• _Task to complete_: Extract each line of the data below and reproduce it verbatim, without altering any character.

== Task inputs ==

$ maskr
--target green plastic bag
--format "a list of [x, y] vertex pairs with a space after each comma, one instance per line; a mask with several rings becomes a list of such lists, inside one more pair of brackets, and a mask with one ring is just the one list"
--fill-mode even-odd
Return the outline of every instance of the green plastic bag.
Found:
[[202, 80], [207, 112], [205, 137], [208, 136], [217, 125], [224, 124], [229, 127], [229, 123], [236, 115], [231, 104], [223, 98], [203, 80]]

===

• _Answer to this problem_:
$ maskr
--target green plastic bag
--format "a list of [x, y] vertex pairs with a space after each comma, one instance per line; a mask with several rings becomes a list of such lists, inside one more pair of brackets, and a mask with one ring is just the one list"
--fill-mode even-odd
Return the outline of every instance of the green plastic bag.
Found:
[[202, 80], [207, 112], [205, 137], [208, 136], [217, 125], [224, 124], [229, 127], [229, 123], [236, 115], [231, 104], [223, 98], [203, 80]]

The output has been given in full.